◆ **DOCUMENT PASSAGE**
## start
Speaking of names, I think Queen Elizabeth II played a joke on her little prince the day she christened him Charles. More than 400 years ago the first Charles overreached his power and got his head cut off. His son, who regained the throne after Ollie Cromwell bought the farm, was famously debauched. Seems an inauspicious start for a future monarch.
Regarding the coronation of Charles III, I must confess I did not wake up at some dreadful hour to watch it live. A Royal Correspondent needs her beauty sleep.
I watched it at leisure through the miracle of the internet. If any of my fellow Anglophiles DID rise in the middle of the night to tune in, I remove my tiara and give you a deep curtsy in respect, my dear.
Charles’ coronation ceremony took place at Westminster Abbey. As is his divine right, he took his seat on Edward’s Chair (I have no idea where Edward ended up. Probably in the nosebleeds.) and held his rod and orb -- Charles’ rod and orb, not Edward’s, of course.
When it came time to be officially crowned by the Archbishop of Canterbury, (his name is Justin, which to me is too pedestrian for an archbishop) Justin had a bit of a wobble, twisting and pushing the crown onto the new king’s head. Charles was not amused.
At another point in the ceremony, William, Charles’ heir, had to pledge life and limb to his father.William appeared cagey, his eyes darting all over the abbey as he recited his vow to be liege man to Daddy.
Next, to intensify the awkwardness, Wills grudgingly placed a kiss on Charles’ cheek. Can you imagine being a bug on the wall at dress rehearsal? “I have to KISS you? But, Dad! All the other dukes and earls will make fun of me!”
## end
◆ **INFORMATION PROVIDED**
## start
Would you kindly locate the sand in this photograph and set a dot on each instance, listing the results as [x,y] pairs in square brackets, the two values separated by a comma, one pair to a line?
## end
◆ **WHAT YOU NEED TO DO**
1/ Set down the stretch of the coronation column from "Charles’ coronation ceremony" through "Edward’s, of course.", reproducing its wording precisely.
2/ In the coronation column above, list every object that Charles is described as sitting on, holding, or having placed on his head during the ceremony.
3/ Write what comes next in the column on the coronation of Charles III, picking up after its final sentence.

◆ **TASK-BY-TASK ANSWERS**
1/
Charles’ coronation ceremony took place at Westminster Abbey. As is his divine right, he took his seat on Edward’s Chair (I have no idea where Edward ended up. Probably in the nosebleeds.) and held his rod and orb -- Charles’ rod and orb, not Edward’s, of course.

2/ Edward's Chair, his rod, his orb, and the crown.

3/
No discussion of King Charles would be complete without mentioning his wife, Camilla, the Jezebel who stomped all over my girl Diana’s heart. Far be it from me to spread conspiracy theories, but that fateful night in Paris paved a much smoother road (no pun intended) for Camilla. Just saying...
Regardless, if Camilla is a treacherous schemer in the mold of a Shakespearean counterpart, she will always remain Charles’ Queen Consort.
Moving on to a lovelier member of the family, let’s talk Princess Catherine! In her red, white and blue cape she looked like the English Wonder Woman! I’ve always liked Kate. She makes a glamorous other half to Prince William. In my eyes, she carries Diana’s torch well. Kate has earned that infamous sapphire ring.
William, next in line for the kingship, has grown from a tow-headed teen Etonian idol to a mature and likeable husband, father and prince. Has his famous bald pate caused him to go from a 10 to a 7? To quote a line I’ve stolen from Olivia Coleman in “The Crown,” “Age is rarely kind to anyone.” At least, when the time comes for his own coronation, there should be no problems getting the crown on William’s head.
The Royals, always an interesting subject, and we haven’t even gotten to Harry!